**DAFTAR TUGAS:**
1: Tulis ulang dengan lebih singkat paragraf dalam teks tentang PSN Pulau Tanjung Sauh yang dimulai dengan "Panbil Group, mulai menggarap". Fakta utamanya harus tetap ada.
2: Lanjutkan teks tentang PSN Pulau Tanjung Sauh dari kalimat terakhirnya.

**TEKS:**
┄┄┄┄┄┄┄┄┄┄┄┄┄┄┄┄┄┄┄┄
Panbil Group, mulai menggarap PSN Pulau Tanjung Sauh seluas 840,67 hektar ini. Johanes Kennedy Aritonang, Chairman Panbil Group mengatakan, perusahaan sedang pematangan lahan untuk membangun infrastruktur pendukung, seperti waduk, listrik dan pelabuhan. “Semua kita mulai dari awal, karena di pulau ini tidak memiliki sarana, pulau itu masih kosong,” katanya, awal Januari lalu.
Johanes sebut, sebagian warga sudah memilih pindah ke Pulau Ngenang, tak jauh dari Pulau Tanjung Sauh. “Kami siapkan kavling, kebanyakan dari warga ambil uang ganti rugi terus bangun sendiri,” katanya.
Hanya ada beberapa warga sementara masih bertahan. “Tetapi relatif tidak ada masalah, seperti tempat (PSN) lain”.
Dia mengklaim senantiasa menjalin hubungan baik dengan warga terdampak. Bahkan, sebagian dari mereka berharap bisa bekerja di PSN ini.
“Jumlah warga, tadinya 180 keluarga, sisanya, sekarang sekitar 70-an keluarga, dari tiga kampung. Mereka memang sengaja kita biarkan di kampung dulu karena kita butuhkan untuk berjaga di sana, ada yang bekerja untuk kita,” kata Johanes.
┄┄┄┄┄┄┄┄┄┄┄┄┄┄┄┄┄┄┄┄
**DATA YANG DIBERIKAN:**
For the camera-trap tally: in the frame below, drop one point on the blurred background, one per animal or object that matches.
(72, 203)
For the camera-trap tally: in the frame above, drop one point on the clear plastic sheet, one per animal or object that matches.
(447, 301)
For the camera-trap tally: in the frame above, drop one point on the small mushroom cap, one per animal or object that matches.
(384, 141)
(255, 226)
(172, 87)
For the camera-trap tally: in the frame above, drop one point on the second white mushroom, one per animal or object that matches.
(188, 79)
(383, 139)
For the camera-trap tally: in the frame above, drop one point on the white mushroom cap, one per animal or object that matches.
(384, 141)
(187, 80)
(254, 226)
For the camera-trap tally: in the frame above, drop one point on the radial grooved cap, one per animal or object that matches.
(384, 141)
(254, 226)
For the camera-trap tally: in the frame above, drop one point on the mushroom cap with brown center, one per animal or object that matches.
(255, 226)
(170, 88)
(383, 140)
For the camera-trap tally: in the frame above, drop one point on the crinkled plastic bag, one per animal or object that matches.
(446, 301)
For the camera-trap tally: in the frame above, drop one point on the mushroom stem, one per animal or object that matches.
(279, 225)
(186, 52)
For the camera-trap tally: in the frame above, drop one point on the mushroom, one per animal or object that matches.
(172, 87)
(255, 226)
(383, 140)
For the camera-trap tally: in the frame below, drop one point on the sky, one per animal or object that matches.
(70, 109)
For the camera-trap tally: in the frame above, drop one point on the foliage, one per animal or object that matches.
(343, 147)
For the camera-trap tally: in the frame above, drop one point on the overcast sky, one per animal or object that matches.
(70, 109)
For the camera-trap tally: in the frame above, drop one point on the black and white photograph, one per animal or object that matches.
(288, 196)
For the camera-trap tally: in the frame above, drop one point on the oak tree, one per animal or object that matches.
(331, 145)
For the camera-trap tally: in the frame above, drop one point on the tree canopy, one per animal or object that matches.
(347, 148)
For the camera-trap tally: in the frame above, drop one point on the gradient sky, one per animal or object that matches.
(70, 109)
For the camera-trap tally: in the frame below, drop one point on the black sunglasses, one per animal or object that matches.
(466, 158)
┄┄┄┄┄┄┄┄┄┄┄┄┄┄┄┄┄┄┄┄
**JAWABAN TUGAS:**
1: Panbil Group mulai mengerjakan PSN Pulau Tanjung Sauh seluas 840,67 hektar. Chairman Panbil Group, Johanes Kennedy Aritonang, mengatakan bahwa perusahaan sedang mematangkan lahan untuk membangun infrastruktur pendukung seperti waduk, listrik, dan pelabuhan. Semua dimulai dari awal karena pulau itu masih kosong dan belum punya sarana.

2:
Beberapa rumah warga juga jadi tempat kos-kosan pekerja. “Sedangkan ganti rugi, termasuk ganti rugi tanam tumbuh, sejauh ini sudah berjalan baik, tidak ada masalah serius, ada satu dua, tetapi itu karena menunggu keluarga.”
Terkait kelong cacak yang masih terjadi negosiasi, katanya, mereka sebenarnya sudah mendata dengan melibatkan RT dan RW. Belakangan, setelah didata warga mendirikan kelong cacak baru.
“Kelong cacak itu kita sudah sepakati kalau itu mata pencaharian, kami ikuti permintaan mereka (ganti rugi), tetapi belakangan ada juga yang dibuat baru (kelong cacak), akhirnya yang mendaftar pertama cemburu,” katanya.
Dia juga merespon soal pekerjaan nelayan terancam dengan proyek ini. Johanes bilang, ketika PSN terlaksana banyak lapangan pekerjaan terbuka.
“Kita kasih pilihan, kalau yang bertani kita masukan dalam staf perusahaan, kalau yang melaut kita relokasi ke Pulau Ngenang, kembali ke tradisi awal (melaut).”
Sedangkan kerusakan laut karena pematangan lahan, katanya, sudah membangun batu armor besar penahan tanah. “Awalnya, aja warna air (laut) berubah. (Nanti) ikan lebih berkembang biak sekitar situ, karena sudah kita jaga dan benahi pantainya, akan lebih banyak pantai tertata dengan batu besar sebagai dinding penahan tanah,” kata Johanes.

Dorong evaluasi
Parid Ridwanuddin, Analis Kelautan dan Perikanan meminta, evaluasi PSN yang merusak tatanan sosial dan lingkungan masyarakat.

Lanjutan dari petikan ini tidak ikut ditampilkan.